WHAT YOU WILL DO -
Which lines of the material below contain the string "woman"? Extract each one in full.

--- DATA SUPPLIED ---

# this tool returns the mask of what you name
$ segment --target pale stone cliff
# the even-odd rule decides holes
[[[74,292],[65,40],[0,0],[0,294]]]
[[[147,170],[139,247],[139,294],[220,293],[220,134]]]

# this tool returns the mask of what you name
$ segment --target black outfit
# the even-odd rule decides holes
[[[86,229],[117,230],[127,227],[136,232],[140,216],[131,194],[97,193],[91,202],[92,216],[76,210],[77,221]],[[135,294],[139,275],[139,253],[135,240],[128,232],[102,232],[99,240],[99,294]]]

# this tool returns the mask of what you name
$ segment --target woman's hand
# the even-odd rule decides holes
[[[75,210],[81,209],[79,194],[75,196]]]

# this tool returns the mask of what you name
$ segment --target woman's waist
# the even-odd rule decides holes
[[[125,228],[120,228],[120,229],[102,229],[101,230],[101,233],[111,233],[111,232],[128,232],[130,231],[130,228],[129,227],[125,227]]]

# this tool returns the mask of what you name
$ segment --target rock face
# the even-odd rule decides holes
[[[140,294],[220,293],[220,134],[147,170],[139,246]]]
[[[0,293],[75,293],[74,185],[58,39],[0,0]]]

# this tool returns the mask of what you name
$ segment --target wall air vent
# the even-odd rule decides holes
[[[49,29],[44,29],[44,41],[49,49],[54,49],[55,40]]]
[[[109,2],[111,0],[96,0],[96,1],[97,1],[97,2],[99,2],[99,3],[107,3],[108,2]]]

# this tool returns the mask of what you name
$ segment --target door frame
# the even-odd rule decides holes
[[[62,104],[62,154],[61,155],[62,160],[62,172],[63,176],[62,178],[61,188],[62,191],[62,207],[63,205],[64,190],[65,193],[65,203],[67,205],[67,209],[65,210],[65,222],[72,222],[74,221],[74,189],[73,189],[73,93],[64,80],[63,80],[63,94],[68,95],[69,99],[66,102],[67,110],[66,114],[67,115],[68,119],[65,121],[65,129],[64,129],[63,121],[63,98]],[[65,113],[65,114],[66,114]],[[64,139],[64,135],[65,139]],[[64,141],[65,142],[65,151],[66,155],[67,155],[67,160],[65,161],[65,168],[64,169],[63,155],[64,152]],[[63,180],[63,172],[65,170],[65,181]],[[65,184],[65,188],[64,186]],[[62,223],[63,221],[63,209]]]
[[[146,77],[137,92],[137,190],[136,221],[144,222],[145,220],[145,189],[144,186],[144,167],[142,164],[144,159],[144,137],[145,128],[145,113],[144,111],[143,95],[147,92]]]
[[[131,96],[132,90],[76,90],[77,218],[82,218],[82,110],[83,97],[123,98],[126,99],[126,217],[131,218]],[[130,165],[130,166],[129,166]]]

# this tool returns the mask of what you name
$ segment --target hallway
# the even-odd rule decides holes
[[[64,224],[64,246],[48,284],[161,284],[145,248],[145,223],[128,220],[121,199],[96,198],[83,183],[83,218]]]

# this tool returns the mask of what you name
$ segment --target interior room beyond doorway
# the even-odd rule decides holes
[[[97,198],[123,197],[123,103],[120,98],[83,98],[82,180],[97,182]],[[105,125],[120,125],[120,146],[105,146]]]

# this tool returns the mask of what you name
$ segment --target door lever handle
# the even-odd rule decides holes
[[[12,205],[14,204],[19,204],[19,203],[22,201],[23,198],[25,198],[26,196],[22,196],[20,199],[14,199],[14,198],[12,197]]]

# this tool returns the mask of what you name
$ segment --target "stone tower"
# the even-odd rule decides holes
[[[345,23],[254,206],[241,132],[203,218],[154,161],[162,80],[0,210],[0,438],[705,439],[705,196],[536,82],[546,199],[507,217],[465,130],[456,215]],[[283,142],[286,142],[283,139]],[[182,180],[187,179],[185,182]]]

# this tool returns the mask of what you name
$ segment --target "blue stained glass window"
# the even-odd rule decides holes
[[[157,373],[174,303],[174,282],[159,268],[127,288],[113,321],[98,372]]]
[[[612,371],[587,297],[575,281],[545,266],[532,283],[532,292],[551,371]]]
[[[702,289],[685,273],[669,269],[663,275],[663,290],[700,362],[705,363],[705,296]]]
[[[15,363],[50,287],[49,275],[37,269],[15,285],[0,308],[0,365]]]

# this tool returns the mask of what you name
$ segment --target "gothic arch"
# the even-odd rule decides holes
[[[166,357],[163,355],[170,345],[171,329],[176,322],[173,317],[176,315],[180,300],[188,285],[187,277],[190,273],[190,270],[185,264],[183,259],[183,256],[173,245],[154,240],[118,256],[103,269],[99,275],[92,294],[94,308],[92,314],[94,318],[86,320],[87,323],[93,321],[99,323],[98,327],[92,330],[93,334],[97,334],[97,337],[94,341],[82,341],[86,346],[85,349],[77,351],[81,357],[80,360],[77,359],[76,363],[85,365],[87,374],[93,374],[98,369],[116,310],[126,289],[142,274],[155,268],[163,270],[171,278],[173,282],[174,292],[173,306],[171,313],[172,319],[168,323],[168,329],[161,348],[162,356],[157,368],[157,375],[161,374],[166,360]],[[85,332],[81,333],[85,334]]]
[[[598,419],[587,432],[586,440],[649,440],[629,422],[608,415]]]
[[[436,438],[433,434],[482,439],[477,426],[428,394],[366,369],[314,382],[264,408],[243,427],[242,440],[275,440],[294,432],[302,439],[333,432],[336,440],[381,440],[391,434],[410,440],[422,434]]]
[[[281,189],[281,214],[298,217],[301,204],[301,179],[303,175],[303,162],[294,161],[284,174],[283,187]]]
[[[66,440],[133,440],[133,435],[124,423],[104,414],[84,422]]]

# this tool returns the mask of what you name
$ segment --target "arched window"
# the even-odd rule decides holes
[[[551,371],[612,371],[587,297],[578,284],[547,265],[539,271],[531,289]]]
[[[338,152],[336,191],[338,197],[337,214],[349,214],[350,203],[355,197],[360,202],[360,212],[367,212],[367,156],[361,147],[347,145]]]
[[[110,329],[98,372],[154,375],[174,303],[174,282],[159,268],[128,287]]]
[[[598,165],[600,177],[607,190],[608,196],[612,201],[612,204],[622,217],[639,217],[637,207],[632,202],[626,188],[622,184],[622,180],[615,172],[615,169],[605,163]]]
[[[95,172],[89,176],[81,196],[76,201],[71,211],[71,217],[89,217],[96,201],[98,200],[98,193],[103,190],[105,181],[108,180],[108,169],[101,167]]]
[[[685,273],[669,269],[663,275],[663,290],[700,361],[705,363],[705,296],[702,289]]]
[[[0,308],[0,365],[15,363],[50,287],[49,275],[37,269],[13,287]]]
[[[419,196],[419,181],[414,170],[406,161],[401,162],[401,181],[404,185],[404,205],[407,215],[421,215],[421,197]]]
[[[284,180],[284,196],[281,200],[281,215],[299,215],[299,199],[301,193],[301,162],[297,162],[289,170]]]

---

OUTPUT FOR THIS EXERCISE -
$ segment --target woman's hand
$ segment --target woman's waist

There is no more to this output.